# TO BE DONE
Count the lines in the rows below that contain the string "green", and give only that number.

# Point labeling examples
————————

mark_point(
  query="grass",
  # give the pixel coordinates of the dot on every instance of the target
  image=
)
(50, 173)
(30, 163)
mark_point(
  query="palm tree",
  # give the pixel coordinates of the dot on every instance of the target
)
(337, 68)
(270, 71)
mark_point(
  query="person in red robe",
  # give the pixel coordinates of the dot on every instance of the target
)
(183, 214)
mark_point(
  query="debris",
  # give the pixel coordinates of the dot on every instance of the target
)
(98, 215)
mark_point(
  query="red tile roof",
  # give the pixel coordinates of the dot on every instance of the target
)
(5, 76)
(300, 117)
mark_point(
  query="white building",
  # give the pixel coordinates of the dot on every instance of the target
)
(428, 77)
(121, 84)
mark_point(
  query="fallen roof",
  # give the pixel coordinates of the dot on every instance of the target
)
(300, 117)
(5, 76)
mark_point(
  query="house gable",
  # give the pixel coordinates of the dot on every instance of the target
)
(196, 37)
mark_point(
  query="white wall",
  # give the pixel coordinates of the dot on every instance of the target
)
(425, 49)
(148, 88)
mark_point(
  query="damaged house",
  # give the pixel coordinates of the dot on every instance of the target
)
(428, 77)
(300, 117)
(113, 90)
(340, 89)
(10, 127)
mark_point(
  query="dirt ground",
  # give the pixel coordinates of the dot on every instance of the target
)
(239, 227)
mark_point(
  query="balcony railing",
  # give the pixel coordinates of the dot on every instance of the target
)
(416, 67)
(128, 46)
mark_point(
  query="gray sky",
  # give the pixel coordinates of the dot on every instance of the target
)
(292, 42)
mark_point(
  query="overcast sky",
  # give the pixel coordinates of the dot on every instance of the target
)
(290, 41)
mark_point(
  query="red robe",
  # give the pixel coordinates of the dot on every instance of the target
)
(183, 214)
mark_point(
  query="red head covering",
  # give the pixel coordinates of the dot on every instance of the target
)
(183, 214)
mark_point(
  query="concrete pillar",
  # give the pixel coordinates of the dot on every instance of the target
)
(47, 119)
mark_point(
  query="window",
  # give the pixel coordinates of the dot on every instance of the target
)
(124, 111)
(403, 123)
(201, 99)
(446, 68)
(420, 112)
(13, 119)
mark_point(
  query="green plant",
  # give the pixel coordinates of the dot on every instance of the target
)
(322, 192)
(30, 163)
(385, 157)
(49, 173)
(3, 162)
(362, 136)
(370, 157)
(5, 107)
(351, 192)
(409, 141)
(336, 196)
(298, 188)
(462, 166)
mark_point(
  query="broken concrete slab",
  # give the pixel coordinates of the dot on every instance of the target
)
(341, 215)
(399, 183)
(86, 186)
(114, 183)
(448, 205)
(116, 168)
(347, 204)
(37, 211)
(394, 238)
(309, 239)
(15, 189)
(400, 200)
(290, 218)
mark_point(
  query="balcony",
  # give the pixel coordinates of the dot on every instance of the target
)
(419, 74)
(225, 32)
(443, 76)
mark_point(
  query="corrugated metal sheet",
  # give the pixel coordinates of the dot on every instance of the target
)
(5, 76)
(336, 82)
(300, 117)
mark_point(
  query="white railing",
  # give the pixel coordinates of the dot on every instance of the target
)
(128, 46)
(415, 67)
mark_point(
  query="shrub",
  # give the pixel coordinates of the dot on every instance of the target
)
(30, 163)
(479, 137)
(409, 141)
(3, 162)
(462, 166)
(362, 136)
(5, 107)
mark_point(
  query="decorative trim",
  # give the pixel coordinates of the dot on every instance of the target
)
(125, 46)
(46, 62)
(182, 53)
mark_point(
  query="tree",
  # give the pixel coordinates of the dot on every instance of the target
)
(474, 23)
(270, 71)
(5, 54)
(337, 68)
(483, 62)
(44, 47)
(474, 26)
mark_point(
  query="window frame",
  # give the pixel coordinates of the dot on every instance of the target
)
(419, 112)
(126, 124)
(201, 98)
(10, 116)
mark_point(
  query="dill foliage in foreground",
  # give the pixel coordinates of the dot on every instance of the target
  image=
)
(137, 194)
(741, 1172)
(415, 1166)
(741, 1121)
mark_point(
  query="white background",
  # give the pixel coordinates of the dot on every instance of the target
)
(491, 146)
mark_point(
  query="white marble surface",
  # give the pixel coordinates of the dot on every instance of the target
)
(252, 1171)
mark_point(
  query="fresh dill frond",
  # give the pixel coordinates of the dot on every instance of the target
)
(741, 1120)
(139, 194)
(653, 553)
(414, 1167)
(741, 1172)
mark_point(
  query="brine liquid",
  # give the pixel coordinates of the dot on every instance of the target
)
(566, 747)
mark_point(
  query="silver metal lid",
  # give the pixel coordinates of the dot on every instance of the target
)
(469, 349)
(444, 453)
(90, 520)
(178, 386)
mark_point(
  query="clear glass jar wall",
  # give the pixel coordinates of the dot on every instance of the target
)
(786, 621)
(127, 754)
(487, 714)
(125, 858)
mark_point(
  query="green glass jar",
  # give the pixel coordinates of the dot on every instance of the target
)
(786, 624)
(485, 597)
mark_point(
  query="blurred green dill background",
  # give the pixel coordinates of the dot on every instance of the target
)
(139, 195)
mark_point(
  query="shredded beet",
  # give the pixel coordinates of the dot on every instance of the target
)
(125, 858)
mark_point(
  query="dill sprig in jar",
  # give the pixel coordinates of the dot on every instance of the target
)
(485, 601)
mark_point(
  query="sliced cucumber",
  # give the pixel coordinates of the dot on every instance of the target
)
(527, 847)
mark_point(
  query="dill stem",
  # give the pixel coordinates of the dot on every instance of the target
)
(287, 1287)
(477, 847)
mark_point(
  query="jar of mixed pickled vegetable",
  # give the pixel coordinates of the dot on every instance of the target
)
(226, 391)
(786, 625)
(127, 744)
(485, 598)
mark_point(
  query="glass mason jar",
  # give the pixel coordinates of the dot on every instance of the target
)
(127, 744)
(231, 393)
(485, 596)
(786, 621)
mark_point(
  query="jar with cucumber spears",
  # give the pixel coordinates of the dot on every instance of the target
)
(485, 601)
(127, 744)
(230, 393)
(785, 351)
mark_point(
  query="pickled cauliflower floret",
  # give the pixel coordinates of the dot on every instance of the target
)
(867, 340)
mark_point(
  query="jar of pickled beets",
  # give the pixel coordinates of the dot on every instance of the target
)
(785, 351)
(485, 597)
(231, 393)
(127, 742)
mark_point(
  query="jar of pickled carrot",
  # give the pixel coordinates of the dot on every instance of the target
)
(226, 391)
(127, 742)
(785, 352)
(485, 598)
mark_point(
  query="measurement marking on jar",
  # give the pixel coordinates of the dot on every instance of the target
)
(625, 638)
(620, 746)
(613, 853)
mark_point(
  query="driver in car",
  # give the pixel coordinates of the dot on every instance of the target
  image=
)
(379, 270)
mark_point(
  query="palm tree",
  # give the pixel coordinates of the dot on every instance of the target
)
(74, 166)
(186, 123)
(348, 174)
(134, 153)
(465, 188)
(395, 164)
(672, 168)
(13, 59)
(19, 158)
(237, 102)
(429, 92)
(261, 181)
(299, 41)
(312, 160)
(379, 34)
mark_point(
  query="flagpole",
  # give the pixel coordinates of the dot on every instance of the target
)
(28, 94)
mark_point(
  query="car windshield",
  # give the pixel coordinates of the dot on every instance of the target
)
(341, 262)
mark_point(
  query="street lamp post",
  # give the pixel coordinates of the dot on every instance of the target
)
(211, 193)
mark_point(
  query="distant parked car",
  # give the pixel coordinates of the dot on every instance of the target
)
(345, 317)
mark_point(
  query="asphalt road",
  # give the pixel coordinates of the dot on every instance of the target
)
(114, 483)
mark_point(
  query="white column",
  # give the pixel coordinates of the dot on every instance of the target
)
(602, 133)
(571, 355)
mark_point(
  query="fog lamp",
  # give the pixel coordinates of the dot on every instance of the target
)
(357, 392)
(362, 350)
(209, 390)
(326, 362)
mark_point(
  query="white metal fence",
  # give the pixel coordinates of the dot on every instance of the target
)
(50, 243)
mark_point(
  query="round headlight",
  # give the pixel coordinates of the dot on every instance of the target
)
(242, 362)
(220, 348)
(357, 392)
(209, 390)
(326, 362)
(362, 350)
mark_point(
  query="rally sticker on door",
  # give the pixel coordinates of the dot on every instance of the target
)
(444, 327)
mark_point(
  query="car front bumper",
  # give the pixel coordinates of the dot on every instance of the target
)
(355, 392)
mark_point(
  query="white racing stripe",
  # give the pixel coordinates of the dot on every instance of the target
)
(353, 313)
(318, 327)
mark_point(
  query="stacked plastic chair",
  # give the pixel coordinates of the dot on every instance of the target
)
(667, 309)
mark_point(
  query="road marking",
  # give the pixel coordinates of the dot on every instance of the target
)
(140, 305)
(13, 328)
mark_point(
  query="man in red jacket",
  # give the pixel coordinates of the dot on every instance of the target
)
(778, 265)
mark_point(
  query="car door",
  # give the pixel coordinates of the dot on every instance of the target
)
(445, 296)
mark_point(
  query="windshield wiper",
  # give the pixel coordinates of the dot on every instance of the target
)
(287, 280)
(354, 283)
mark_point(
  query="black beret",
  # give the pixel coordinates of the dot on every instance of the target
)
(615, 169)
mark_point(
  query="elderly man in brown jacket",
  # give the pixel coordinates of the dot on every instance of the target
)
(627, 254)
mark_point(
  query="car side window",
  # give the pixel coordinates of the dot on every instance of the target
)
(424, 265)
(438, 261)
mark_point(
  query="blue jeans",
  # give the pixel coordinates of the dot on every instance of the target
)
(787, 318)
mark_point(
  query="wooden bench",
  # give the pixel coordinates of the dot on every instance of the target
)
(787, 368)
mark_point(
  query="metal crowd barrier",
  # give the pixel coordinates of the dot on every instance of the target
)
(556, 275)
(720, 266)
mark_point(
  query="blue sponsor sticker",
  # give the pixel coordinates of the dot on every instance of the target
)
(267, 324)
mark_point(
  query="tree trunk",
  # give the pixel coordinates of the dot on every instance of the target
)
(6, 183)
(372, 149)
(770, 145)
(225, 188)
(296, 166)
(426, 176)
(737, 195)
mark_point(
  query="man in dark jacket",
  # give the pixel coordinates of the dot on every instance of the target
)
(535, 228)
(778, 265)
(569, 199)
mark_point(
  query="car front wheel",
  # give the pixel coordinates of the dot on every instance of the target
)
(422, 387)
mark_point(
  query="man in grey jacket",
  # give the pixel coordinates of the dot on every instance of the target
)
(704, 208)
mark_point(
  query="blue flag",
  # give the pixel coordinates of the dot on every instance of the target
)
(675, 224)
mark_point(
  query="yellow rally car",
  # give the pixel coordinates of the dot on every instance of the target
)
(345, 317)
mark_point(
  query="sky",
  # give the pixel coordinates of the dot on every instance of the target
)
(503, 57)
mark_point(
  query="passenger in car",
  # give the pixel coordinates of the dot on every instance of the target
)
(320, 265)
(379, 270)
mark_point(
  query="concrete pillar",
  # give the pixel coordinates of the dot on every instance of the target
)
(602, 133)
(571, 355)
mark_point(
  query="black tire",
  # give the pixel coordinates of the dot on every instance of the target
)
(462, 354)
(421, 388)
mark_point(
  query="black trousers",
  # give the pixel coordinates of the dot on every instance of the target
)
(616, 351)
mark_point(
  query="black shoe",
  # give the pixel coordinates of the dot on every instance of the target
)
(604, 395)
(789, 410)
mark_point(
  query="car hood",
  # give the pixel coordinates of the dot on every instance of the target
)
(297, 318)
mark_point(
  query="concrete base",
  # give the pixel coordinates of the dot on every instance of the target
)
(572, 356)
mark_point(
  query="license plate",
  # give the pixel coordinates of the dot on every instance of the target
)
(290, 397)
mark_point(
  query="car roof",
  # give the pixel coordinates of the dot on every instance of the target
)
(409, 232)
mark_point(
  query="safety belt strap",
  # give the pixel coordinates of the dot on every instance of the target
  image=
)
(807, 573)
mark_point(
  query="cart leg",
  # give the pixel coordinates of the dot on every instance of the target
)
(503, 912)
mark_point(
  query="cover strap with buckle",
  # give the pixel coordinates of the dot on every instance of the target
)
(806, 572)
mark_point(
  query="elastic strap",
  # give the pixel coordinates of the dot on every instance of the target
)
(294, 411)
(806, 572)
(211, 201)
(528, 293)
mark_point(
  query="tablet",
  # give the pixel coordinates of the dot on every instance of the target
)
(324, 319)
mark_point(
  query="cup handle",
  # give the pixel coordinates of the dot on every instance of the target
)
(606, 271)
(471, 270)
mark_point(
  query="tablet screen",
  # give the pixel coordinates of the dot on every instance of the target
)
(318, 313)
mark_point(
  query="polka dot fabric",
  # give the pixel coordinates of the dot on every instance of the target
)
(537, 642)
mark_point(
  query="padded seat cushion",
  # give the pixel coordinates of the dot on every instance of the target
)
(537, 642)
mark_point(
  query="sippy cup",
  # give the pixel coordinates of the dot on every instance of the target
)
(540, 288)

————————

# COMPLETE RESPONSE
3